READING PASSAGE:
>>>>
IEEE SIGHT Southern Alberta Held a 72-Hour Make-A-Thon for Assistive Tech

Cutting edge technology and innovation begins with devoted people, simple ideas and noble purpose. Because some people will need a solution to make their daily life better, IEEE SIGHT Southern Alberta Section is partnering with Tikkun Olam Makers (TOM) makers movement for the second year to develop solutions for people with special needs.

This summer, Tikkun Olam Makers: Calgary held a 72-hour Make-A-Thon competition — an entire weekend of planning, collaborating and prototyping.

Diana Dang, an electrical engineering student in the University of Calgary and Vice-Chair of the IEEE UCalgary Student branch WIE affinity, participated in the event this year.
<<<<
REQUIRED WORK:
Answer these questions about the article on the make-a-thon, one per line:
1. With which movement is IEEE SIGHT Southern Alberta Section partnering?
2. How long was the Make-A-Thon competition held by Tikkun Olam Makers: Calgary?
3. What does Diana Dang study, and at which university?
The items are not needed.

(Referring expression grounding data)
>>>>
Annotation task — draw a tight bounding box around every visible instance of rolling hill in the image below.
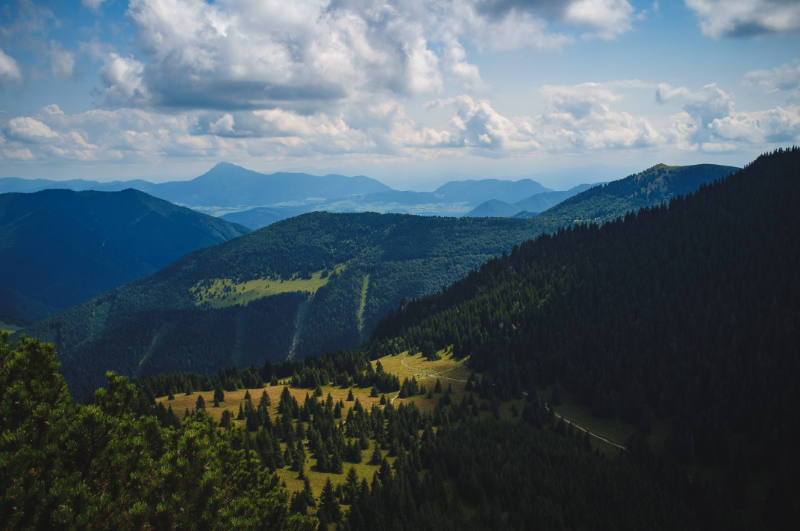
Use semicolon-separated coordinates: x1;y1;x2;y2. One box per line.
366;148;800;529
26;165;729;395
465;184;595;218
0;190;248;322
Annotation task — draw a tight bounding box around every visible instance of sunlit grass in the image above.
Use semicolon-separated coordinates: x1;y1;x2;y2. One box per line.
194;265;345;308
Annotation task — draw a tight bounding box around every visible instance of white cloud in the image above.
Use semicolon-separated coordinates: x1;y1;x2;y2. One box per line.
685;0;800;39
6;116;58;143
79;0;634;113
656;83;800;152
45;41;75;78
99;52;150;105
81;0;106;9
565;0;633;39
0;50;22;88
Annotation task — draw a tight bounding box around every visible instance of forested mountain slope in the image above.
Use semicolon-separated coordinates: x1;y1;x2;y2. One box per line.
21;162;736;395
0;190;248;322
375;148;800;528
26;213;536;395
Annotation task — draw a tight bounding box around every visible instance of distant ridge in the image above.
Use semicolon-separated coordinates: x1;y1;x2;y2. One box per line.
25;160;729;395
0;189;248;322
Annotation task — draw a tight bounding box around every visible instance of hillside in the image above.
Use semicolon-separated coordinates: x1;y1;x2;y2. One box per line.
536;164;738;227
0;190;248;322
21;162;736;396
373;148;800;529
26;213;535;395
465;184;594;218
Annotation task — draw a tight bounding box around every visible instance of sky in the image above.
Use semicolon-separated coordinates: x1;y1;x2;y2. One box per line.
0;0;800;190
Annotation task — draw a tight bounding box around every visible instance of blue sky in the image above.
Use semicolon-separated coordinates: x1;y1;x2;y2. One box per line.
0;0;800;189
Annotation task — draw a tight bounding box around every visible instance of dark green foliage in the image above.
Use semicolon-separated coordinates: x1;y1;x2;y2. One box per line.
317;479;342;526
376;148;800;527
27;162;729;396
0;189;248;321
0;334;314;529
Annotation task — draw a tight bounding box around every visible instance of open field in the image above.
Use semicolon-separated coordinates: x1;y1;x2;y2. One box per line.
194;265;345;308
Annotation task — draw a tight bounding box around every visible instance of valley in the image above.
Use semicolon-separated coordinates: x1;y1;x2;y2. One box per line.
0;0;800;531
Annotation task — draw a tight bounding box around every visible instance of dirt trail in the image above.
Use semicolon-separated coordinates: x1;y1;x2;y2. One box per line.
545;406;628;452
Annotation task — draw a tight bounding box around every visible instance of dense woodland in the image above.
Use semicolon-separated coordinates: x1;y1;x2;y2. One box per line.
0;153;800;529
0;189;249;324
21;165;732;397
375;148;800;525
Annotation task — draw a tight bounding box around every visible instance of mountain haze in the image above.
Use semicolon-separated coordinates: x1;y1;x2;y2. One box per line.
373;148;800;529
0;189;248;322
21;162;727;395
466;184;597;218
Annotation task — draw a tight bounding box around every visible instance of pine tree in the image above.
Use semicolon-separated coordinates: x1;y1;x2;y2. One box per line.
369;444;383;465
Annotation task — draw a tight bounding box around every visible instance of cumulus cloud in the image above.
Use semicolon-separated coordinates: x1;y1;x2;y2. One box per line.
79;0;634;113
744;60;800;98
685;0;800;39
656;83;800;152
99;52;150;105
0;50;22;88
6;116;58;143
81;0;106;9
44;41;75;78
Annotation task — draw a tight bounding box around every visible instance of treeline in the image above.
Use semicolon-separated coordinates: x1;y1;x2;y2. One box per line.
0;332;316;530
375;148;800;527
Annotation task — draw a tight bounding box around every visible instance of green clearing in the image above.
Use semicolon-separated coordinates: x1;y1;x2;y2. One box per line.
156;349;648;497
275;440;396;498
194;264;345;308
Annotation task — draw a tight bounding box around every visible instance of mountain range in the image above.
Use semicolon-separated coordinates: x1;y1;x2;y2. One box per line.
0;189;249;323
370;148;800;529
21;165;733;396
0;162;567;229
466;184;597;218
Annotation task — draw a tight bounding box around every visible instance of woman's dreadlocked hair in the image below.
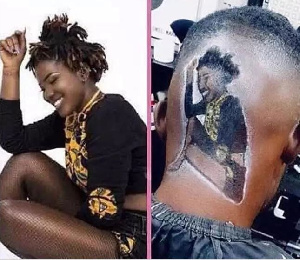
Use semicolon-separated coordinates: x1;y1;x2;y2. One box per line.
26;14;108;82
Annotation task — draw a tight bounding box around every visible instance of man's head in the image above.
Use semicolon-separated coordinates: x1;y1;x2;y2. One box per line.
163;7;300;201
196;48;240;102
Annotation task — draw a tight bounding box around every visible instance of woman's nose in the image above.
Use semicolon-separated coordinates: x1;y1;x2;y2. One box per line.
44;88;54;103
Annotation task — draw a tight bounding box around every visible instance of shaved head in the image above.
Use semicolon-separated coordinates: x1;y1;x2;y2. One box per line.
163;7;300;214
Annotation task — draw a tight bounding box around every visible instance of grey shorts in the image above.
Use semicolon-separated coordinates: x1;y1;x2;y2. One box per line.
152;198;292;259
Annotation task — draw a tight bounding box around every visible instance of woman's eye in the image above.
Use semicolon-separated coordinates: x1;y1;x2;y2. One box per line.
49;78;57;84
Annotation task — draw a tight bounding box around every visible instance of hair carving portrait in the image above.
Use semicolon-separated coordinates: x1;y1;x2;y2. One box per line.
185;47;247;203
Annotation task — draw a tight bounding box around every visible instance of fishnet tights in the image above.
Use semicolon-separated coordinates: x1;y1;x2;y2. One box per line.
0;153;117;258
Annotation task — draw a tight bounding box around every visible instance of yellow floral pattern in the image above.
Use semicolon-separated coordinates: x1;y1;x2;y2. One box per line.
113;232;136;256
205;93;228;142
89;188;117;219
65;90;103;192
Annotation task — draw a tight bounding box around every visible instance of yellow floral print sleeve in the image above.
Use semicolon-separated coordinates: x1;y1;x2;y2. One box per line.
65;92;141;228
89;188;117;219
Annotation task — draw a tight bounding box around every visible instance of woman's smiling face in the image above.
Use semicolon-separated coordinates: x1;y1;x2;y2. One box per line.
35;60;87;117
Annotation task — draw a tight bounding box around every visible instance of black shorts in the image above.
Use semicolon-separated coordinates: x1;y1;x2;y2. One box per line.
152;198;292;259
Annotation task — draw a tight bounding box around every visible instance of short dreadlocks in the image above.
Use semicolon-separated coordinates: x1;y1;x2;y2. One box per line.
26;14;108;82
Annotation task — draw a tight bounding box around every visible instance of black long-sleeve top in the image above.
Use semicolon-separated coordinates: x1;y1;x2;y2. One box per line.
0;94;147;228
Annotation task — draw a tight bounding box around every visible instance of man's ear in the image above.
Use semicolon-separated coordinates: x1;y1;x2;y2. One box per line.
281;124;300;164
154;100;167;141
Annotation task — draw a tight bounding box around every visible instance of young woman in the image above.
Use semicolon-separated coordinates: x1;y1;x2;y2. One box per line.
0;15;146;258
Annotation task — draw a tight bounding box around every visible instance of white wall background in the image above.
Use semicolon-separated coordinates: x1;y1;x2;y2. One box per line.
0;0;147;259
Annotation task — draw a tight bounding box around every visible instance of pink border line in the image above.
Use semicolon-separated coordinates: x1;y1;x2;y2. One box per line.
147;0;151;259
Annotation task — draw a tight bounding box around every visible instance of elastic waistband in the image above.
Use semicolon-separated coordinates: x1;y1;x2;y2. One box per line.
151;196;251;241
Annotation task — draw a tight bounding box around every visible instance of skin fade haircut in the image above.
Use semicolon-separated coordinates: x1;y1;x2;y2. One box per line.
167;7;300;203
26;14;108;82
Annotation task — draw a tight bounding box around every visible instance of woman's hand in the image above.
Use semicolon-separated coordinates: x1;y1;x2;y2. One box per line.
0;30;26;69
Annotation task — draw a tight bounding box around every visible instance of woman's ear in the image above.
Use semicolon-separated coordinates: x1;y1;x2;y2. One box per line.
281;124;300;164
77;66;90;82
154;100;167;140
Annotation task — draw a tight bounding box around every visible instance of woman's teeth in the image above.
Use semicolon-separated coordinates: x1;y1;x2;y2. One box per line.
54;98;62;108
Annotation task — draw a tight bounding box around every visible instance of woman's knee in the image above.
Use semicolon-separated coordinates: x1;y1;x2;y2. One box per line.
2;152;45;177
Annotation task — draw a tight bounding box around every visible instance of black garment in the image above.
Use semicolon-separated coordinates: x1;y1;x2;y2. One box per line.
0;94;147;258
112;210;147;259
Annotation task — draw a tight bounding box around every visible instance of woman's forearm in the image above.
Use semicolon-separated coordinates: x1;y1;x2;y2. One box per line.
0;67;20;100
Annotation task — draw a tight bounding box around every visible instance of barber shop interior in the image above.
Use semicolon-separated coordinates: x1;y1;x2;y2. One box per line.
<<<<
OUTPUT FOR THIS TASK:
1. The Tikkun Olam Makers (TOM) makers movement.
2. 72 hours.
3. Electrical engineering, at the University of Calgary.